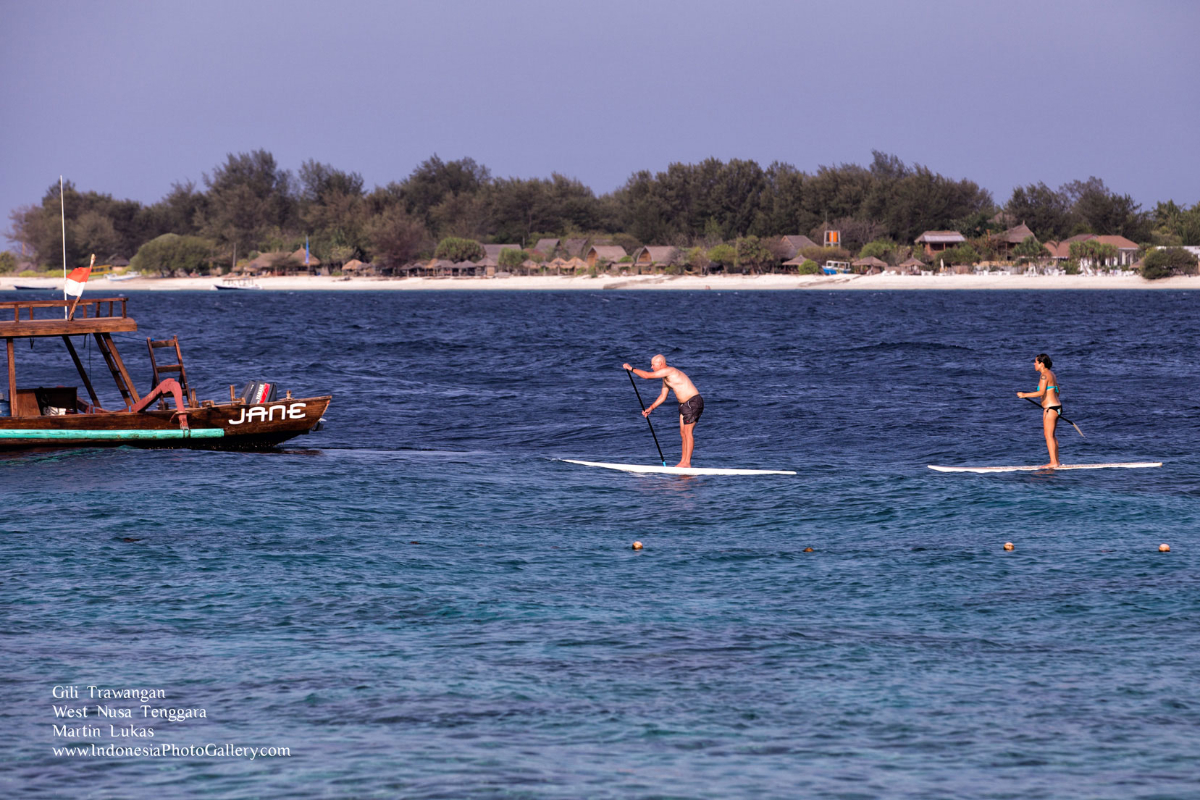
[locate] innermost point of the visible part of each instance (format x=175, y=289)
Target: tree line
x=250, y=204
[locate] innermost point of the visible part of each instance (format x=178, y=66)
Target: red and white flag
x=77, y=280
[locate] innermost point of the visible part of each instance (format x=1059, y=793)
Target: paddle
x=1060, y=416
x=634, y=384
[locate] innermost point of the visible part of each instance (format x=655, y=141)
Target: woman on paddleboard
x=1051, y=407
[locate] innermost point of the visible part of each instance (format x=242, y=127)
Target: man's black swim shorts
x=691, y=410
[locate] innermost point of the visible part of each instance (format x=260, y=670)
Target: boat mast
x=63, y=206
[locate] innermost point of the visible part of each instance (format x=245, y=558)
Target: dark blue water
x=419, y=601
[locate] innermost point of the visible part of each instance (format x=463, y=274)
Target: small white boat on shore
x=237, y=284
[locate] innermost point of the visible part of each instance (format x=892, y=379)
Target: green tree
x=723, y=254
x=1095, y=251
x=1107, y=212
x=169, y=253
x=513, y=259
x=1030, y=247
x=754, y=254
x=459, y=250
x=395, y=238
x=1177, y=224
x=961, y=254
x=1167, y=262
x=1045, y=211
x=250, y=196
x=881, y=248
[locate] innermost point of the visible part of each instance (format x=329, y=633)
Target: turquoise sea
x=420, y=601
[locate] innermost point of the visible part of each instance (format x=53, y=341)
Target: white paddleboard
x=1135, y=464
x=678, y=470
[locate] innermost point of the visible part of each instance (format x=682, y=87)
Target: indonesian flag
x=76, y=281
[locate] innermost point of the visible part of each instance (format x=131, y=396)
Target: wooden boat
x=167, y=416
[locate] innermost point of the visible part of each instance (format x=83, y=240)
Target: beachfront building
x=597, y=253
x=935, y=241
x=1127, y=251
x=546, y=247
x=574, y=247
x=354, y=268
x=647, y=259
x=493, y=251
x=1009, y=239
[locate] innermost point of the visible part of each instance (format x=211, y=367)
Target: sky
x=127, y=97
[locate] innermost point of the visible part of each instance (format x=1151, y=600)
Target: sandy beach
x=648, y=282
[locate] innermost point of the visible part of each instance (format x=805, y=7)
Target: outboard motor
x=258, y=392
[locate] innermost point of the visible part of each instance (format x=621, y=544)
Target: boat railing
x=84, y=308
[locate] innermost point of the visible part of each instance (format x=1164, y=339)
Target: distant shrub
x=172, y=253
x=1168, y=262
x=454, y=248
x=513, y=259
x=880, y=248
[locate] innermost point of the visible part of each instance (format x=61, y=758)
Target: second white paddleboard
x=678, y=470
x=1137, y=464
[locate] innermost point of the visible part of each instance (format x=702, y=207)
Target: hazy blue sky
x=126, y=97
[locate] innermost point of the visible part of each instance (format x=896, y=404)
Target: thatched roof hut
x=611, y=253
x=1015, y=235
x=653, y=254
x=299, y=257
x=546, y=246
x=574, y=247
x=493, y=251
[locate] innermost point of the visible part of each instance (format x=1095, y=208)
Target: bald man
x=691, y=404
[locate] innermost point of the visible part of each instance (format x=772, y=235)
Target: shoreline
x=642, y=282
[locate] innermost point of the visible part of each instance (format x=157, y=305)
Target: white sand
x=101, y=287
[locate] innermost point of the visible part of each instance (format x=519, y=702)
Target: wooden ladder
x=115, y=366
x=177, y=368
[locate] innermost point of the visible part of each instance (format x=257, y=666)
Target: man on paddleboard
x=691, y=404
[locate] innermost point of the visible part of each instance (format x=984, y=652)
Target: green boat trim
x=111, y=435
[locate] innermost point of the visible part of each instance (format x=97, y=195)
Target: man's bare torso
x=681, y=384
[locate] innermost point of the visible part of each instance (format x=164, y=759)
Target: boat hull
x=219, y=427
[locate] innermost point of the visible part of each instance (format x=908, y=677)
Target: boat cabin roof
x=36, y=318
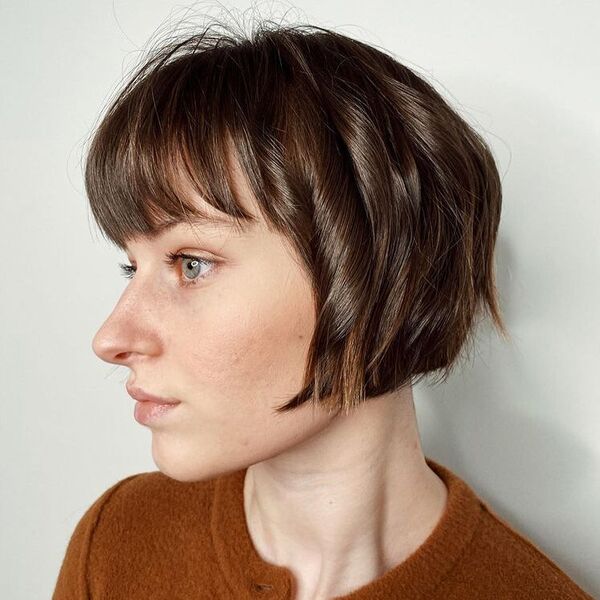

----------

#### Instructions to follow
Copy the lines above, starting with the line that contains "(format x=702, y=207)" and continuing through the final line, and omit the pictures.

#### The answer
[locate] innermost point of the visible part of each instance (format x=702, y=207)
Target: hazy blue sky
x=126, y=97
[locate] innermost point of the visible part of each instance (format x=896, y=404)
Target: thatched roof hut
x=611, y=253
x=1015, y=235
x=653, y=254
x=299, y=257
x=546, y=246
x=574, y=247
x=493, y=251
[locate] innermost point of the visible part of each instance (format x=1095, y=208)
Target: bald man
x=691, y=404
[locate] innermost point of the visible part of each instance (format x=772, y=235)
Target: shoreline
x=642, y=282
[locate] innermost point of the visible part of each instance (format x=157, y=305)
Target: white sand
x=101, y=287
[locate] innermost point of the visible part of each instance (format x=519, y=702)
Target: wooden ladder
x=115, y=366
x=177, y=368
[locate] innermost point of the visible part of each instance (format x=257, y=666)
Target: man on paddleboard
x=691, y=404
[locate] innermost point of the visible part of each instance (format x=984, y=652)
Target: green boat trim
x=111, y=435
[locate] innermost point of the visible part of each instance (format x=97, y=195)
Target: man's bare torso
x=681, y=384
[locate] innermost point of the visible part of each instance (format x=164, y=759)
Target: boat hull
x=219, y=427
[locate] innermost point of the visible part of each instance (format x=908, y=677)
Target: boat cabin roof
x=36, y=318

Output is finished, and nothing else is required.